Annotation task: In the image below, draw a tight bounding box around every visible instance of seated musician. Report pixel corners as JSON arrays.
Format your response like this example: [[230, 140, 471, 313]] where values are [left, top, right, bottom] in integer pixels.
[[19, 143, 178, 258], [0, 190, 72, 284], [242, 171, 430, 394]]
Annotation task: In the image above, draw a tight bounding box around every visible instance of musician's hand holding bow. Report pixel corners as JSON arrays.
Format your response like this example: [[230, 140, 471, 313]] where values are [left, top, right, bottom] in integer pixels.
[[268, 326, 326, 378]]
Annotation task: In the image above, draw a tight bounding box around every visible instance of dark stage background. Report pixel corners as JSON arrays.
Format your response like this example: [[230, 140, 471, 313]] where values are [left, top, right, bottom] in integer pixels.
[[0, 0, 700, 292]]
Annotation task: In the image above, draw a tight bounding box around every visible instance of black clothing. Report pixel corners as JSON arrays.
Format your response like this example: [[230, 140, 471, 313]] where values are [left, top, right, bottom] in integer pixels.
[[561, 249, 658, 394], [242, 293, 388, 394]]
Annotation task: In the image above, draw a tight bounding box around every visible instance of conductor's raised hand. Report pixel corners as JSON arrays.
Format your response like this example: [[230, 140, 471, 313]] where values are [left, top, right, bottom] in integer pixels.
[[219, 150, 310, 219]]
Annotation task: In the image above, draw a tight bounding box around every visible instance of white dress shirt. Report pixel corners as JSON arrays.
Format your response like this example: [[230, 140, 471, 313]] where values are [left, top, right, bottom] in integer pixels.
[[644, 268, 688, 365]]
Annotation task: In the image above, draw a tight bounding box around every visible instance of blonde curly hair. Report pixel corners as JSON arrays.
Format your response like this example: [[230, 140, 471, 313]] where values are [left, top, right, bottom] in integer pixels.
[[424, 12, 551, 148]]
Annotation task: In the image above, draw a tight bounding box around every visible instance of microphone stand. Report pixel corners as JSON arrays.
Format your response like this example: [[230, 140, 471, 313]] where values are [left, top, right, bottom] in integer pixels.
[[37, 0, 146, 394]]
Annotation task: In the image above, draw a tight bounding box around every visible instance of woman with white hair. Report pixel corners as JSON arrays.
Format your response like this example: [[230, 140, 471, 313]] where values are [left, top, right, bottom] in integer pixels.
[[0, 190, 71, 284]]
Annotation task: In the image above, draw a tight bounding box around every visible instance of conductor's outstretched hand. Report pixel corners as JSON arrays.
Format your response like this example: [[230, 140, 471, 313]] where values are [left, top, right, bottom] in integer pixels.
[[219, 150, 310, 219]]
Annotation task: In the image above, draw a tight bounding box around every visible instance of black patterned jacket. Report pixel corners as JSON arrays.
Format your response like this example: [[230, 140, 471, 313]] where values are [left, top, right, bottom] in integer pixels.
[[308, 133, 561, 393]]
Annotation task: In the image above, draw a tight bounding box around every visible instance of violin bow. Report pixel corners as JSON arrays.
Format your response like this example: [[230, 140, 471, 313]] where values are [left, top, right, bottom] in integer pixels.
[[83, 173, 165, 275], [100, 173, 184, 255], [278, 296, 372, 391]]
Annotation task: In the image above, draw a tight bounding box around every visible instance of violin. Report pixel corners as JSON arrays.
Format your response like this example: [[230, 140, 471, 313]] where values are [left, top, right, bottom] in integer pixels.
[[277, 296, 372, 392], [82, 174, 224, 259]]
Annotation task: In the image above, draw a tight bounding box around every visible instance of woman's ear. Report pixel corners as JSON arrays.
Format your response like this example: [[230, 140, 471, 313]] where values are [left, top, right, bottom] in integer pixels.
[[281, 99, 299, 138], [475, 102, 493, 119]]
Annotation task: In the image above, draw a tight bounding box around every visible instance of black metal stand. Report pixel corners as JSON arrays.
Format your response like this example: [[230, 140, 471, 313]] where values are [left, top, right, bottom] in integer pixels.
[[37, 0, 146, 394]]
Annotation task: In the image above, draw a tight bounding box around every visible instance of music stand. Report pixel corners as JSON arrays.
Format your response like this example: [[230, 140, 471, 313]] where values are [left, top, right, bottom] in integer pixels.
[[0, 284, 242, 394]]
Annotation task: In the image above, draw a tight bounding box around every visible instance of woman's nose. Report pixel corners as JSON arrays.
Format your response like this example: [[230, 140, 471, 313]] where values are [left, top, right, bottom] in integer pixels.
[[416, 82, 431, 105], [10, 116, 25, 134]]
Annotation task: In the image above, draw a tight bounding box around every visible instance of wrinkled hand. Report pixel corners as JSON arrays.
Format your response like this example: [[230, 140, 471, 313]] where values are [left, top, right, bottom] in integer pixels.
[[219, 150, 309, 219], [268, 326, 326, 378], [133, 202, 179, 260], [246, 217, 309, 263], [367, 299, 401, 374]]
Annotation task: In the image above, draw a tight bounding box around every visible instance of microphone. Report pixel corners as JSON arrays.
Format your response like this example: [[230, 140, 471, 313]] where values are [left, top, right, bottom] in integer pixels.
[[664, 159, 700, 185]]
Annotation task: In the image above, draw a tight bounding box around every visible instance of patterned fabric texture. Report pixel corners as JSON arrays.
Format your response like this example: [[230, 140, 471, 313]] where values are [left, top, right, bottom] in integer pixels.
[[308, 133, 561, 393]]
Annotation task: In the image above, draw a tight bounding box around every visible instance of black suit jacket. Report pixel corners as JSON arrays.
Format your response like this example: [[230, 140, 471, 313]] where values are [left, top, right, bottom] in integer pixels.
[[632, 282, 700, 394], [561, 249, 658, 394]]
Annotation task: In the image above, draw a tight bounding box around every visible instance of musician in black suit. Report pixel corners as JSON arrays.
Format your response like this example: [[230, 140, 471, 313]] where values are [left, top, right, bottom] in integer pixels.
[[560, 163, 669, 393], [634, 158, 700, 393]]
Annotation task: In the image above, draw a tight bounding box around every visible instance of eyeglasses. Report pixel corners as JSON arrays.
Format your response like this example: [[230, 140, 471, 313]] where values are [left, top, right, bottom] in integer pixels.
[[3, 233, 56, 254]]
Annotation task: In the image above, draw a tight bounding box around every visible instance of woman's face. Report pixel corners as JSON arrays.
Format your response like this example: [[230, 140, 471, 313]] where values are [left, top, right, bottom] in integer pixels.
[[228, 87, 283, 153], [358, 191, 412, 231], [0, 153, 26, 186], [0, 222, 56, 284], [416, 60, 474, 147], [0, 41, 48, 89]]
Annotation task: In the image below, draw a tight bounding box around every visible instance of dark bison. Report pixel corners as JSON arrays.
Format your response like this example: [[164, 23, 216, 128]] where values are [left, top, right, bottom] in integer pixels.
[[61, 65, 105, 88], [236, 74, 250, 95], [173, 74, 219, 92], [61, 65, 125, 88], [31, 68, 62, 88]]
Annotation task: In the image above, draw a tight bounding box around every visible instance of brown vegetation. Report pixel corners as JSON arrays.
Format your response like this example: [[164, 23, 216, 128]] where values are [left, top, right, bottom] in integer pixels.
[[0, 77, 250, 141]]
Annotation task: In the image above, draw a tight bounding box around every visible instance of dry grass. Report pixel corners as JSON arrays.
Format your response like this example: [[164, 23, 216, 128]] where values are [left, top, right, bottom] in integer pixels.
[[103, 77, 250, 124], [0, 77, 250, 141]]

Problem description: Rewrite the listing above with every "Annotation task" changed to "Labeling task", leaving all other text the same.

Answer for this exercise:
Labeling task: In the image below, draw a tight bounding box around every visible instance of seated musician. Report pixel corners as JSON arrays.
Format your response like this example: [[230, 140, 471, 313]] where values are [left, top, right, bottom] in integer pixels.
[[19, 143, 178, 258], [0, 190, 72, 284], [242, 171, 430, 394]]
Labeling task: In the image above, draw a tight bounding box around every visible instance of musician's hand holding bow. Report pixel corners as JSON arrays.
Format your response like this example: [[230, 140, 471, 313]] where values are [left, top, right, bottom] in integer pixels.
[[268, 326, 326, 378]]
Labeling task: In the image above, draw a tight bounding box around every visible instance of dark stage background. Report pixel corners as JSON arrays.
Format your response like this example: [[230, 140, 471, 313]] where values are [left, top, right, bottom] in integer pixels.
[[0, 0, 700, 292]]
Labeling task: In the image above, draw a tight bounding box around every visible instance of black clothing. Report pixel corners as JSON arrays.
Format your response like this example: [[230, 140, 471, 313]] where values are [left, top, right, bottom] in integer pixels.
[[561, 249, 658, 394], [242, 293, 388, 394]]
Labeling task: In the image above, draw a tight bounding box around every visible instance of conductor's raised hand. Report pixel corners as JSON arrays.
Format your response like this example: [[230, 140, 471, 313]] where values are [left, top, right, bottom] in integer pixels.
[[219, 150, 310, 219]]
Labeling task: In the image above, draw a tight bounding box around every visible instance of white dress shirt. Report pixel corners as JSON arrays.
Format your response like this example: [[230, 140, 471, 313]] where values are [left, top, right, bottom] in integer pixels.
[[644, 268, 688, 365]]
Labeling task: In the image above, draw a tight bounding box around every visible instance of blonde curly hair. Report pixel corners as JSON arrays.
Format your response like this example: [[230, 140, 471, 313]] where values are [left, top, right, bottom] in integer pixels.
[[424, 12, 551, 148]]
Labeling task: In the image above, draw a tight bounding box around every visible instance of microphone stand. Report pixel corners as JSON arrays.
Format your response like this example: [[230, 140, 471, 313]] where values are [left, top, right, bottom] in integer pixels.
[[37, 0, 146, 394]]
Labeling task: In the image above, draw a tight bounding box around every visible instance of woman with white hair. Report pixel corners as JSON arrays.
Format your response like this example: [[230, 140, 471, 313]] where values are [left, top, right, bottom] in integer pixels.
[[0, 190, 71, 284]]
Labeling task: In the image above, draw a tight bounding box around every visible instance of conductor's outstretched hand. Report pixel corners as JSON arrays.
Format your response like this example: [[230, 140, 471, 313]] where values are [left, top, right, bottom] in integer pixels.
[[219, 150, 310, 219]]
Labeling task: In the image above, draw a tight bounding box around every visible instance of black patterned jacket. Report pixel corners as JSON arrays.
Format your response like this example: [[230, 140, 471, 313]] where values are [left, top, right, bottom] in integer pixels.
[[308, 133, 561, 393]]
Labeling task: In the image above, draw a tight bounding box around every visible instance of violin bow. Report pixel corners as JSON arrays.
Format your response like this example: [[230, 140, 471, 313]] where values are [left, top, right, bottom] in integer pixels.
[[83, 173, 165, 275], [100, 173, 184, 255], [278, 296, 372, 391]]
Labeling task: In the image above, draw a tight bounding box around every visible instance of violin. Report pixel corners as JSON arrays.
Format your response like this example: [[230, 140, 471, 313]] where values are [left, top, right, bottom] in integer pixels.
[[277, 296, 372, 392], [82, 174, 224, 259]]
Labeling task: In the image above, draw a tight bounding box around every visible instance of woman's ear. Report pixel corners as JSON arrays.
Format your response like this example: [[230, 140, 471, 313]] where values are [left, top, right, bottom] in integer pixels.
[[281, 99, 299, 138], [475, 102, 493, 119]]
Labeling task: In the image above, draw a tight bounding box around every visible instance of black metal stand. Report pixel corners as JSON arrays.
Format your response like this example: [[230, 140, 471, 313]] where values are [left, top, right, bottom] in integer pixels.
[[37, 0, 146, 394]]
Labeling task: In the image above, draw a tight bounding box around every visible instance of music stand. Report pixel corners as JSON arrays.
Format your response like this example: [[230, 140, 471, 313]] where values are [left, top, right, bottom] in integer pixels.
[[0, 284, 242, 394]]
Labeling task: In the image above, draw a tight bounding box around every visible instance of woman's nose. Report pixel corners as JSON arrays.
Format your response like this example: [[230, 140, 471, 313]] where values are [left, top, right, bottom] in integer pixels.
[[416, 82, 431, 105], [10, 116, 25, 134]]
Labeling task: In the image above, draw a tight bounding box around every visible instance of wrinkled hand. Report pixel corners as JSON arrays.
Format your response like this example: [[230, 140, 471, 313]] where values are [left, top, right, bottom] in integer pixels.
[[219, 150, 309, 219], [268, 326, 326, 378], [133, 202, 179, 260], [246, 217, 309, 263], [367, 299, 401, 374]]
Labeling task: In the image above, draw a tight bounding box around every visible instance of microphone. Report pixel corners as JSON arrays.
Format your response like this example: [[230, 140, 471, 313]] where values are [left, top, right, bottom] in integer pixels.
[[664, 159, 700, 185]]
Labeling task: In the image above, draw a tight bounding box around every visible instance of patterned fabric texture. Report pixel corners as JSON arrays.
Format your response like this example: [[230, 140, 471, 313]] where values are [left, top, right, bottom] in integer pixels.
[[308, 133, 561, 393]]
Labeling task: In the image above, draw a tight bounding box around every visible instance of black suit jacket. Report pixel corners as JSON arrays.
Format your response like this example: [[230, 140, 471, 313]] where values are [left, top, right, bottom] in integer pixels.
[[632, 282, 700, 394], [561, 249, 658, 394]]
Labeling task: In the image above, draw a tight bounding box around every visible instance of musician in black suit. Report pixel corners as JSON arrays.
Format your response like this example: [[230, 140, 471, 313]] where values are [left, top, right, bottom] in integer pixels.
[[560, 163, 669, 393], [634, 158, 700, 393]]
Labeling task: In the image above, draw a tight bounding box around every visible instance of eyeglasses. Report pixel corners as JSON arrays.
Format your response like this example: [[230, 140, 471, 313]] where values are [left, top, right, bottom] in integer pixels.
[[3, 233, 56, 254]]
Labeling task: In the image above, draw a tight bounding box around every visible instance of woman's face. Report pixel corners as JSON arrays.
Format your response like this example: [[230, 140, 471, 313]] where values are [left, top, right, bottom] in integer pixels.
[[228, 87, 283, 153], [358, 191, 412, 231], [0, 153, 26, 186], [0, 222, 56, 284], [416, 60, 474, 147], [0, 41, 48, 89]]
Labeling task: In the image below, draw a tight bounding box around every visible instance of dark bison. Report pixel corners as JSON arrays.
Format your response like this example: [[164, 23, 216, 128]] where values are [left, top, right, bottom] in integer pixels.
[[61, 65, 105, 88], [236, 74, 250, 95], [173, 74, 219, 92], [61, 65, 125, 88], [31, 68, 62, 88]]
Labeling task: In the image above, draw a tight bounding box around every visible instance of brown vegetation. Report pixel corners as JSON arrays.
Format your response like this example: [[164, 23, 216, 128]] where values are [left, top, right, bottom] in integer pixels.
[[0, 77, 250, 141]]
Labeling task: In the image above, draw a tight bounding box around every visible instance of dry grass. Report pixel corners as JSON arrays.
Format your response like this example: [[164, 23, 216, 128]] where values are [left, top, right, bottom] in integer pixels.
[[103, 77, 250, 124], [0, 77, 250, 141]]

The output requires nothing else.